**TASK DIRECTIONS**
State how many of the lines below contain the word "water", giving only the number.

**DATA EXTRACT**
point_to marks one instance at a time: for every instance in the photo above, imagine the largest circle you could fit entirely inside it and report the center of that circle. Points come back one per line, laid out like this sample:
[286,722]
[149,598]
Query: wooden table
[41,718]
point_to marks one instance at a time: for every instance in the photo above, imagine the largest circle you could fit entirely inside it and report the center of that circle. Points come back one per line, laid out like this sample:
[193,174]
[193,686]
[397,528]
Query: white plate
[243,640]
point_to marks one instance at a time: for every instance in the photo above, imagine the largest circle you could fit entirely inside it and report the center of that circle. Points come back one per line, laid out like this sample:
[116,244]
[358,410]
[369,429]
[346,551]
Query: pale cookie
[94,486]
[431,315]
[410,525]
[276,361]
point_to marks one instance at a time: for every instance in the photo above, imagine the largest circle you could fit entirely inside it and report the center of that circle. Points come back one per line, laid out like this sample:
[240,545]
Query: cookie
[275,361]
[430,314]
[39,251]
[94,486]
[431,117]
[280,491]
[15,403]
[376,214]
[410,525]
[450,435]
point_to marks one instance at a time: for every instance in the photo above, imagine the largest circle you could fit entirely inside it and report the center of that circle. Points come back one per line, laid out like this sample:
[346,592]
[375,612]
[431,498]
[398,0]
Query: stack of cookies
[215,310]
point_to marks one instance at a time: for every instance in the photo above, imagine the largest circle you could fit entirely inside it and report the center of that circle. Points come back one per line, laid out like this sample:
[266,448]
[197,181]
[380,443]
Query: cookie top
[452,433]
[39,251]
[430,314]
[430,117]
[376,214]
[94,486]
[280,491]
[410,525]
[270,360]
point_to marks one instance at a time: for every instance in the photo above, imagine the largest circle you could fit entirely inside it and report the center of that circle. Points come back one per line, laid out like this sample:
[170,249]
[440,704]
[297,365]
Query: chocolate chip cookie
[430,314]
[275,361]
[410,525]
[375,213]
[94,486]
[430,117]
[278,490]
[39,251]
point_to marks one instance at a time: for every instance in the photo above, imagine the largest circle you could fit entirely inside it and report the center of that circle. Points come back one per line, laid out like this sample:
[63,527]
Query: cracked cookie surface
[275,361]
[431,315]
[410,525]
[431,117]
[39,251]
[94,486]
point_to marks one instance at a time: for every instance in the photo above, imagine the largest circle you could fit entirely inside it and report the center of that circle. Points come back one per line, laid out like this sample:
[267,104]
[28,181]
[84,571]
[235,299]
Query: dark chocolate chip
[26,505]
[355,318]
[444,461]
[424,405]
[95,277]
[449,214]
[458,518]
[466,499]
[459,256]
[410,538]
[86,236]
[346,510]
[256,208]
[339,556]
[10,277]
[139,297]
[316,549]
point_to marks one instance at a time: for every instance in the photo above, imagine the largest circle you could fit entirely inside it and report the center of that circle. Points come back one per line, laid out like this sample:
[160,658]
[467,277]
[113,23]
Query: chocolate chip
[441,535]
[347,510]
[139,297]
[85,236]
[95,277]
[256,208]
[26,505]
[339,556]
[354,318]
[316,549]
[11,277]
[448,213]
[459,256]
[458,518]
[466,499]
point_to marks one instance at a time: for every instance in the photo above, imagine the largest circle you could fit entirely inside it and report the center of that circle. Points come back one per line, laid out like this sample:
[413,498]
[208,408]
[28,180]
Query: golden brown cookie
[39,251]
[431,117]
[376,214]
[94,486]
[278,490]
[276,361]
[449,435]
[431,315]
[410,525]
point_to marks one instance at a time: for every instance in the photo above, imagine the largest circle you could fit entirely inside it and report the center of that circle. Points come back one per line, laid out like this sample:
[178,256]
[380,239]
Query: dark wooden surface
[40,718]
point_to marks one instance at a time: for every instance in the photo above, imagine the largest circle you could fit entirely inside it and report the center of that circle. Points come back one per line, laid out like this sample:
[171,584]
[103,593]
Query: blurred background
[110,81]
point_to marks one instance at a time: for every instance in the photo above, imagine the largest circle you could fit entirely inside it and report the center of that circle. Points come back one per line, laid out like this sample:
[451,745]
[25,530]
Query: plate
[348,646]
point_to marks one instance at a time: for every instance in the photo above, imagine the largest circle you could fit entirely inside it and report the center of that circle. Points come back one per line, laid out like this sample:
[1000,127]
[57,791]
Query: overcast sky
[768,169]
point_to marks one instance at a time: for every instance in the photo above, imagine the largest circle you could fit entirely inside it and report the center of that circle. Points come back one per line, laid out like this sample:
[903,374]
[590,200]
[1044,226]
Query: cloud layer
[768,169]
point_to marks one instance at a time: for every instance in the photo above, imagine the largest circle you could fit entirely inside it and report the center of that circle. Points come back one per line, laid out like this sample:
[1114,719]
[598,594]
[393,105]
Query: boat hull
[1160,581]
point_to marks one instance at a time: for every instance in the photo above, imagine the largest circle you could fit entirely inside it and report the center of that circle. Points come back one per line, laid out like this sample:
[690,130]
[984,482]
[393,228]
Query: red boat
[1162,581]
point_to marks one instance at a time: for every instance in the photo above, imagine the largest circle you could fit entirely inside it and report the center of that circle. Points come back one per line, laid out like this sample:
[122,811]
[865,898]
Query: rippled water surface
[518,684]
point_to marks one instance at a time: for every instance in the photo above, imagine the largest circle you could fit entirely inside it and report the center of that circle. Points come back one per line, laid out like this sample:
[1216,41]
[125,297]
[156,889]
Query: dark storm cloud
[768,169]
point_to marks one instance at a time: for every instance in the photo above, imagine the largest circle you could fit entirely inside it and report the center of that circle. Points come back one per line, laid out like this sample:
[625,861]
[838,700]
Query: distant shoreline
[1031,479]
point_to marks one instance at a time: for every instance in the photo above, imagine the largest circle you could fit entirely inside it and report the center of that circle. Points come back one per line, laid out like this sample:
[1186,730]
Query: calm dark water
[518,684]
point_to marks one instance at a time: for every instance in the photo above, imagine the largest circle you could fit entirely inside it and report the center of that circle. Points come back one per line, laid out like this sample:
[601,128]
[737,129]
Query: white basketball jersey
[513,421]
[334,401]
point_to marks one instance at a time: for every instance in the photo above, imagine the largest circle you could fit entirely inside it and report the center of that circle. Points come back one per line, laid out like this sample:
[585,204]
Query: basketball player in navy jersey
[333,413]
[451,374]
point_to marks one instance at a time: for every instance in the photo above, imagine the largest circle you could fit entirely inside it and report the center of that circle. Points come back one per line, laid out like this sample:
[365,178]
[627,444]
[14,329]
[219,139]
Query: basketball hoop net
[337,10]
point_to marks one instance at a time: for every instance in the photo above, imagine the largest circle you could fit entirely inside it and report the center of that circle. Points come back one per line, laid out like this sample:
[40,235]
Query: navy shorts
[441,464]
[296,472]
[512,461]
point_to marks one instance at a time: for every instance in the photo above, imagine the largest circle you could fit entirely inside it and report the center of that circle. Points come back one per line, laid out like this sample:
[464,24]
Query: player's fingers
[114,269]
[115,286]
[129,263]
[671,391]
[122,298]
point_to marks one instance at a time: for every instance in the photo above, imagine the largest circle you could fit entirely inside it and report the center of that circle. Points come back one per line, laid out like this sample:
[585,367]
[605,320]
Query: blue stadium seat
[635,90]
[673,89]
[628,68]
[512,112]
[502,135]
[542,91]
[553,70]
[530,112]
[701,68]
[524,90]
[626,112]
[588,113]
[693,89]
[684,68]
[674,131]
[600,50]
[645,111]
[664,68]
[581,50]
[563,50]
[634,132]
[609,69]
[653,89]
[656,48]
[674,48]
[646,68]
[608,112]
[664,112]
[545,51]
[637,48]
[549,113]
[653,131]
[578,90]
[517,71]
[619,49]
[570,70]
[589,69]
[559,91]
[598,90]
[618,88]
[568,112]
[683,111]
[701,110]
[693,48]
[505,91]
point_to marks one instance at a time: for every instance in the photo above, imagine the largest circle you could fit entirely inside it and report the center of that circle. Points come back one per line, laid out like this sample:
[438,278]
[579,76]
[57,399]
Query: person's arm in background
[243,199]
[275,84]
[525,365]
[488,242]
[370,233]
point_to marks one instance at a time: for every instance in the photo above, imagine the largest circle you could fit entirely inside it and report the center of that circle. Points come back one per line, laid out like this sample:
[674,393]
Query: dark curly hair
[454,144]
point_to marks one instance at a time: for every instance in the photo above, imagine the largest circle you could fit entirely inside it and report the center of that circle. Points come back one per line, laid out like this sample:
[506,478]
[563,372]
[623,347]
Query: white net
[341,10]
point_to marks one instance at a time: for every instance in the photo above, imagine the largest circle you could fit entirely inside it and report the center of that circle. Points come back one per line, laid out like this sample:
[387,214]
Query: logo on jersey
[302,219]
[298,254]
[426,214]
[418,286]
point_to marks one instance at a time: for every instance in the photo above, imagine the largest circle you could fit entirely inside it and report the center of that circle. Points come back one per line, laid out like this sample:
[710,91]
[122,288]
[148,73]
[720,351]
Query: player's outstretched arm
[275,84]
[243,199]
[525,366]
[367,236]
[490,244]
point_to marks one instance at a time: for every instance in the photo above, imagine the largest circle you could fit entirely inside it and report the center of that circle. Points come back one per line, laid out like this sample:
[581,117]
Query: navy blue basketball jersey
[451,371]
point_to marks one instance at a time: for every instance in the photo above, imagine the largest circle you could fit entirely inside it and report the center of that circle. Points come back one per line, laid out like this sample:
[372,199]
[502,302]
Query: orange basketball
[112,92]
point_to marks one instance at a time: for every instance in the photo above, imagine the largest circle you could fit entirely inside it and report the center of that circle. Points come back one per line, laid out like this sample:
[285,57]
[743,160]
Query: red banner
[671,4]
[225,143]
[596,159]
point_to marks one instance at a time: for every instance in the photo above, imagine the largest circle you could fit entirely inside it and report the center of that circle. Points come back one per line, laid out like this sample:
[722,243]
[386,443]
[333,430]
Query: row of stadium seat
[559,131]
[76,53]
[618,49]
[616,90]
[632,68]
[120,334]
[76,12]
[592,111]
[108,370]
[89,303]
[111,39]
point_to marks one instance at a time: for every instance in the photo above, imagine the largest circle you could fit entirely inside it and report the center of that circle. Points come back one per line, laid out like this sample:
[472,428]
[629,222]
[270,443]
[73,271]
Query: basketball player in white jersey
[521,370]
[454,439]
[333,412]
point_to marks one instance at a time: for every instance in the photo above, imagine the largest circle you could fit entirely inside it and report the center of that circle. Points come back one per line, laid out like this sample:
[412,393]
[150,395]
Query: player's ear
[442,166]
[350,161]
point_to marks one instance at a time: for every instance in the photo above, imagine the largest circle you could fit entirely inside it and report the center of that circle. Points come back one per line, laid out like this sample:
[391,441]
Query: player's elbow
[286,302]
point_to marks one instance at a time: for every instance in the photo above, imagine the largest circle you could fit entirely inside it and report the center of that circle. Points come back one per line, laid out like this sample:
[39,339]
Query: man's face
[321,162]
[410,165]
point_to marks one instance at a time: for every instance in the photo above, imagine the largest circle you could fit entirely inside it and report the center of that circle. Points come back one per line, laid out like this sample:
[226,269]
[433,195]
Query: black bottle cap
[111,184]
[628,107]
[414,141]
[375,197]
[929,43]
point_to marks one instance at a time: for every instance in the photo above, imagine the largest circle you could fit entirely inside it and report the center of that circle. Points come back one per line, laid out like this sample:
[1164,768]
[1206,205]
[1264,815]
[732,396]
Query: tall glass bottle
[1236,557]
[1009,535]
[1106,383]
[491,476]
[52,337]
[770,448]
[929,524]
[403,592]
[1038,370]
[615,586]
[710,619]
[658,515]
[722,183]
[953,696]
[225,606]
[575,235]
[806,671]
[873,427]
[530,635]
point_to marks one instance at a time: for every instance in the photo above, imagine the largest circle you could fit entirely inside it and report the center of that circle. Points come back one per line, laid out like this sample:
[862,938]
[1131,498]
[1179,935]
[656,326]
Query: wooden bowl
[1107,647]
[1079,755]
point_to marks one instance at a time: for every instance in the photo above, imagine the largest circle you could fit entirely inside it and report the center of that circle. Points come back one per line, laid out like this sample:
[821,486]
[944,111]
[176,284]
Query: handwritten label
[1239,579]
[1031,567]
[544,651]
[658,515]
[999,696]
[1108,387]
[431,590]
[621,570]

**TASK RESULT**
2